→ **Data provided**:

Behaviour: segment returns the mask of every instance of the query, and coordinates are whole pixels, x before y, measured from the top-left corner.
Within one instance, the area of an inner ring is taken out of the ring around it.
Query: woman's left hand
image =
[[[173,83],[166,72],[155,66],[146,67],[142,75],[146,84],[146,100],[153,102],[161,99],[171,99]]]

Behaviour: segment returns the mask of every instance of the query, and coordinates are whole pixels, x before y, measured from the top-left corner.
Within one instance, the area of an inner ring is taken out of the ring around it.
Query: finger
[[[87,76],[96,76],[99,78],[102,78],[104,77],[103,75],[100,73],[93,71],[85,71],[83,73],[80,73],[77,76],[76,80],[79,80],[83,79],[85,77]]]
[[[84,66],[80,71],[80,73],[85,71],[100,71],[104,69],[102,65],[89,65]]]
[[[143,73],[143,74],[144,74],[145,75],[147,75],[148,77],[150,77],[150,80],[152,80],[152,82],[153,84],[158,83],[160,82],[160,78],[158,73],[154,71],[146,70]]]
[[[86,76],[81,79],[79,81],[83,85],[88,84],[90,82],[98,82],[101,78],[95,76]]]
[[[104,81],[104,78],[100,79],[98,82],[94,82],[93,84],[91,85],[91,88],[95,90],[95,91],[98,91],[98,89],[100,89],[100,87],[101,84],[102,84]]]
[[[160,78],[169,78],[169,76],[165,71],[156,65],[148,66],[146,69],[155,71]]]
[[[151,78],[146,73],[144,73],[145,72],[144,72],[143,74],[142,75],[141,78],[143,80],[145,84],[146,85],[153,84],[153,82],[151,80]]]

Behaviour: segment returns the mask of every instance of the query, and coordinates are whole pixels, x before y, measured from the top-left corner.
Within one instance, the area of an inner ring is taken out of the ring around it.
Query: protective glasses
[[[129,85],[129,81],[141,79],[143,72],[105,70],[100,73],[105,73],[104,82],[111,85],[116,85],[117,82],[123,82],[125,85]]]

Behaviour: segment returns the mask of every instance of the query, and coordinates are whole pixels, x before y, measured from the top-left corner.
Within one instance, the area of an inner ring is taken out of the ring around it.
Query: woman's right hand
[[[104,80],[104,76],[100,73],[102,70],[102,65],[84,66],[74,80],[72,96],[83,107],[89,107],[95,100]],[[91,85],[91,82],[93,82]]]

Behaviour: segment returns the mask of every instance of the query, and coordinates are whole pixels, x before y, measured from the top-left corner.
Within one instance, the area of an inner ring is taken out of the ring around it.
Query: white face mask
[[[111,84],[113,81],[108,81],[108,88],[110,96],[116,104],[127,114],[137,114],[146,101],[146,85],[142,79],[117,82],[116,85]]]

→ **What is needed**:
Reproduce the lines verbatim, starting at the first line and ending at the line that contains "Query: woman's left hand", with both of those lines included.

→ **Solved problem**:
Behaviour: segment returns the mask of every instance of the query, and coordinates are whole pixels, x before y, measured from the top-left corner.
Within one instance, the area of an inner ring is taken out of the ring around it.
Query: woman's left hand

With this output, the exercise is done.